--- Start of Supplied data ---
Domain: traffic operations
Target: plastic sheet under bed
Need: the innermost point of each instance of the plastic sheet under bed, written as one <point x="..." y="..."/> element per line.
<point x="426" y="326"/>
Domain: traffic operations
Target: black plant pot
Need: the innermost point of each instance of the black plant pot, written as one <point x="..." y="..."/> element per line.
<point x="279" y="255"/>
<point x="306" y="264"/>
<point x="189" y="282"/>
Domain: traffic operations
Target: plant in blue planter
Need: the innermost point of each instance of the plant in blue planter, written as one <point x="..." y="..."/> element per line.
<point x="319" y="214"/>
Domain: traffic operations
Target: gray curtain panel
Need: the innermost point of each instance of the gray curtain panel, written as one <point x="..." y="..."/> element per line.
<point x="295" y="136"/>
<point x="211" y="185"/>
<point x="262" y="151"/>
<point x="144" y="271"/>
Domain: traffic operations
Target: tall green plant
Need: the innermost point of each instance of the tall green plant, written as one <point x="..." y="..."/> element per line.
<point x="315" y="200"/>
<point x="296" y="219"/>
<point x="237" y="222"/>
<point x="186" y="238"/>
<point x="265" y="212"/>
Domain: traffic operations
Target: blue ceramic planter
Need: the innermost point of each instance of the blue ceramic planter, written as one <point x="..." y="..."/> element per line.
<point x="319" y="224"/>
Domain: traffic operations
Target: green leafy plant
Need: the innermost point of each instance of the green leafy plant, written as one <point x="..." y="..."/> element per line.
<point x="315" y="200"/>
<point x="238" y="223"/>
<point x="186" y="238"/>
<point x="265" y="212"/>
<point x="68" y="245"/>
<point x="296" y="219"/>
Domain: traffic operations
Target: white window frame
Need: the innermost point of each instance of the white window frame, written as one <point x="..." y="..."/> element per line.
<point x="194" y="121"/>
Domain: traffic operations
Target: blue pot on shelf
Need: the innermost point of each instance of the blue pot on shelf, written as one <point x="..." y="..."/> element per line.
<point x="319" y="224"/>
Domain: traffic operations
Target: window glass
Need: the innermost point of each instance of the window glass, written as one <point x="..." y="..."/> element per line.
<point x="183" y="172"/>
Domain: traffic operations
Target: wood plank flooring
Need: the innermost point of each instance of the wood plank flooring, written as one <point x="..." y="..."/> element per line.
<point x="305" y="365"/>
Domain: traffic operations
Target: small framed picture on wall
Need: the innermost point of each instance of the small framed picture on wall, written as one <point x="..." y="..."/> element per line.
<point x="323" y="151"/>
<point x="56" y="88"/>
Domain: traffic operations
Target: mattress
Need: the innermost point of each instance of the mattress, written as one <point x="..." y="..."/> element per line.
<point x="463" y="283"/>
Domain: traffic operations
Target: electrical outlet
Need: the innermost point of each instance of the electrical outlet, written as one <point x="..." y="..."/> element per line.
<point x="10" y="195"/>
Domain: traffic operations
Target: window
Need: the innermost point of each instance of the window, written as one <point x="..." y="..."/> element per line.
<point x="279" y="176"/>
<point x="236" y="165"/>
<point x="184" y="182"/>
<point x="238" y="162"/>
--- End of Supplied data ---
**Task details:**
Write the entire listing out again, word for word.

**Response to the task:**
Domain: traffic operations
Target: plastic sheet under bed
Need: the innermost point of each instance of the plastic sheet under bed, written as one <point x="..." y="..."/> element per line.
<point x="426" y="326"/>
Domain: traffic operations
Target: black plant pot
Need: the innermost point of each instance of the black plant pot, written as one <point x="..." y="..."/> element per line.
<point x="279" y="255"/>
<point x="306" y="264"/>
<point x="189" y="282"/>
Domain: traffic operations
Target: plant in blue planter
Need: the innermost point of each instance of the plant in blue planter, written as one <point x="..." y="..."/> element per line.
<point x="319" y="214"/>
Domain: traffic operations
Target: gray curtain panel
Need: the innermost point of each instance of the gray curtain panel, written as one <point x="..." y="..."/> element per line.
<point x="295" y="136"/>
<point x="211" y="185"/>
<point x="262" y="151"/>
<point x="144" y="271"/>
Domain: traffic operations
Target: tall green plant
Need: the innermost point of each instance of the tall green plant, written as one <point x="..." y="..."/> element per line.
<point x="315" y="200"/>
<point x="296" y="219"/>
<point x="237" y="222"/>
<point x="186" y="238"/>
<point x="265" y="212"/>
Domain: traffic operations
Target: blue ceramic planter
Need: the innermost point of each instance of the blue ceramic planter, written as one <point x="..." y="..."/> element per line.
<point x="319" y="224"/>
Domain: traffic operations
Target: green leafy plant
Need: the innermost point of each instance of the green leafy plant, written as one <point x="..." y="..."/> element per line.
<point x="315" y="200"/>
<point x="238" y="223"/>
<point x="186" y="238"/>
<point x="265" y="212"/>
<point x="68" y="245"/>
<point x="296" y="219"/>
Domain: traffic operations
Target: white window frame
Need: the innermost point of each instance of the white window frame, written as one <point x="..." y="..."/> element per line.
<point x="194" y="121"/>
Domain: traffic operations
Target: blue pot on shelf
Need: the innermost point of each instance of the blue pot on shelf, written as one <point x="..." y="..."/> element per line.
<point x="319" y="224"/>
Domain: traffic operations
Target: window glass
Need: the innermost point of each instance of the window glass, written as one <point x="..." y="..."/> element per line.
<point x="183" y="172"/>
Domain: traffic operations
Target: wood plank flooring
Need: the innermost point of each instance of the wood plank flooring, written as one <point x="..." y="..."/> element per line.
<point x="305" y="365"/>
Domain: traffic operations
Target: small framed picture on wall
Need: the innermost point of each instance of the small framed picture on wall, written as one <point x="..." y="..."/> element per line.
<point x="323" y="151"/>
<point x="56" y="88"/>
Domain: traffic operations
Target: mattress
Need: the innermost point of each instance of the mattress, written as one <point x="..." y="..."/> element per line.
<point x="463" y="283"/>
Domain: traffic operations
Target: electrical outlet
Need: the innermost point of each instance of the electrical outlet, written as one <point x="..." y="..."/> element per line.
<point x="10" y="195"/>
Domain: traffic operations
Target: window
Need: the innermost point of each instance of the window, written as one <point x="..." y="..."/> element per line.
<point x="279" y="176"/>
<point x="236" y="165"/>
<point x="184" y="182"/>
<point x="238" y="162"/>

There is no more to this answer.